Page extract:

Each document in the dataset is a dictionary with the following fields:

- `added`: Date the document was added to the corpus.
- `created`: Best-guess date for when the document was first published. Some have resolution down to the day, only down to the year.
- `id`: Semantic Scholar Corpus ID of the document; it can be used with the [Semantic Scholar API](https://api.semanticscholar.org/) to retrieve metadata about the document (e.g., fields of study, authors).
- `source`: Collection from which the document was sourced from. At the moment, two are supported:
- `s2orc`: collection of full-text papers
- `s2ag`: collection of title and abstracts
- `text`: Text of the document. Paragraphs are separated by two newlines (`\n\n`).
- `version`: version of peS2o.

------

## peS2o V1

### Key Facts

- *Knowledge cutoff*: 2023-01-03
- *Number of documents*: 67.56M
- *Number of whitespace-separated tokens*: 47.37B

### Processing

Processing differs slightly whether it was derived from the full-text corpus (`s2orc`) or the title and abstract corpus (`s2ag`).

Task A: What knowledge cutoff does the peS2o dataset description give for peS2o V1?
The rows that follow are unrelated to the peS2o dataset description.

Data listing:
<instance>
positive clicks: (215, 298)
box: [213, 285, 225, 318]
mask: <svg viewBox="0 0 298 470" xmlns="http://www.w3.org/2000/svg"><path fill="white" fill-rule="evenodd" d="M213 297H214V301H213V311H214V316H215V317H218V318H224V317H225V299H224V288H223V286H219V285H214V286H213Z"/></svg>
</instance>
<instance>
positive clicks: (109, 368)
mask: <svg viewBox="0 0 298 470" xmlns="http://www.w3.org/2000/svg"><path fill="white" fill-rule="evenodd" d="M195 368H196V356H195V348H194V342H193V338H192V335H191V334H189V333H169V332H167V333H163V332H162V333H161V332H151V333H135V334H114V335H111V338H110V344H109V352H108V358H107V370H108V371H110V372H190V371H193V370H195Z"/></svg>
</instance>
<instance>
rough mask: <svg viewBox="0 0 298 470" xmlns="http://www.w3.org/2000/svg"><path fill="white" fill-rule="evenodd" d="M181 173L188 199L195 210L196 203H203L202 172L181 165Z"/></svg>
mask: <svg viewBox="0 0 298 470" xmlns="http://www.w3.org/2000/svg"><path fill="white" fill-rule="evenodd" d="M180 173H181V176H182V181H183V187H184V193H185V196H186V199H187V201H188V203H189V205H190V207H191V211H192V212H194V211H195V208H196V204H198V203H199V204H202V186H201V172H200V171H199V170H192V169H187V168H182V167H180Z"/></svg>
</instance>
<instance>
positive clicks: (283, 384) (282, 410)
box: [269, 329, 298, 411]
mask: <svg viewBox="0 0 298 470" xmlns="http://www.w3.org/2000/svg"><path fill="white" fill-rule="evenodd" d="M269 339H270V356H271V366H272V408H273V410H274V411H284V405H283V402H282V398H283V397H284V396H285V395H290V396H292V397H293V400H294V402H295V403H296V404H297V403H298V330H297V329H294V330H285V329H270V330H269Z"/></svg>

Task B: Count the lines of the rows that contain the string "positive", matching case exactly, and give only that number.

Exercise response A: 2023-01-03

Exercise response B: 3